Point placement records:
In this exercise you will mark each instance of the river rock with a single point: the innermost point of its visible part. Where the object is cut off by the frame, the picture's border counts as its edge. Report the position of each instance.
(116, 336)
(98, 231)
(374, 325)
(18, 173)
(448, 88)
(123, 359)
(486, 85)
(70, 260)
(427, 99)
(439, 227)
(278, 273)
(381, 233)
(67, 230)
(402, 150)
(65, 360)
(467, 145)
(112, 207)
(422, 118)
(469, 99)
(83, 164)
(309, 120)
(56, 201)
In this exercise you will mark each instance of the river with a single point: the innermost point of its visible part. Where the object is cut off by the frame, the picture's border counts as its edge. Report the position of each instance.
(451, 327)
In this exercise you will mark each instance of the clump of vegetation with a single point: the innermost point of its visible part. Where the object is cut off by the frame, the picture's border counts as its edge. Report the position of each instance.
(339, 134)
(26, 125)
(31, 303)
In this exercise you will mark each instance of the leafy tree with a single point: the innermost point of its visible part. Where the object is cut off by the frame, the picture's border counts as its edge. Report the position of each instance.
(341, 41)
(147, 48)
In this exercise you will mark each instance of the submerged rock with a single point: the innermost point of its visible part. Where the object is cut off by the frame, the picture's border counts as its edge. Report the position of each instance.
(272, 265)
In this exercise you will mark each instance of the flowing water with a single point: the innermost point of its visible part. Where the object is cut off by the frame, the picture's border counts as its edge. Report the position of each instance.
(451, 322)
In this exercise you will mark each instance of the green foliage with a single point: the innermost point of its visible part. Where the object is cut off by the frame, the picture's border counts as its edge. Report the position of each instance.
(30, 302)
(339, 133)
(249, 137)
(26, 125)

JOB » Return every line of the records above verbatim, with no changes.

IN RESPONSE »
In this exercise you will mark each instance of the river rock with a single point: the innermost point of its visible part. Where the object is cut off by the frame, the picture's border counts as its edge. Report the position of each instance.
(116, 336)
(98, 231)
(374, 325)
(18, 173)
(448, 88)
(123, 359)
(486, 85)
(70, 260)
(427, 99)
(439, 227)
(278, 273)
(381, 233)
(67, 230)
(402, 150)
(65, 360)
(467, 145)
(112, 207)
(422, 118)
(469, 99)
(83, 164)
(309, 120)
(56, 201)
In this exercise you will mark each instance of the river with a single point: the innermost point of its visible part. Where the object is cut off by the frame, the picture's border counts as its edge. Report the position of each instance.
(451, 327)
In this exercise you will mark each instance of the clump of vegetation with a single point: the innermost point of its visible part. Where the object is cut off by the frame, the picture's border counts as its edge. Report the position of each instance.
(339, 134)
(26, 125)
(31, 303)
In this exercise you will mark each instance of the leafy tree with a single point: the innermost point of its visible part. Where the object is cut off by the frame, the picture's border counts as its edge. Report the position of each instance.
(341, 41)
(147, 48)
In this exercise you will mark each instance of the submerged rock with a single point: the innermost point of its visible part. Where the object is cut off by the frame, the picture's border counts as its edge. Report the position of each instance.
(272, 265)
In this exercise you will mark each instance of the flowing water with a single point: the innermost point of its visible part. Where the object is cut off by the frame, the picture's border counts as its edge. Report the position of each instance.
(451, 322)
In this exercise you will mark each instance of the green foliage with a single point: the innermost point of its visible part. Where the object is cut off by the frame, the picture's border counts as its edge. Report the position of each instance.
(30, 302)
(339, 133)
(249, 137)
(26, 125)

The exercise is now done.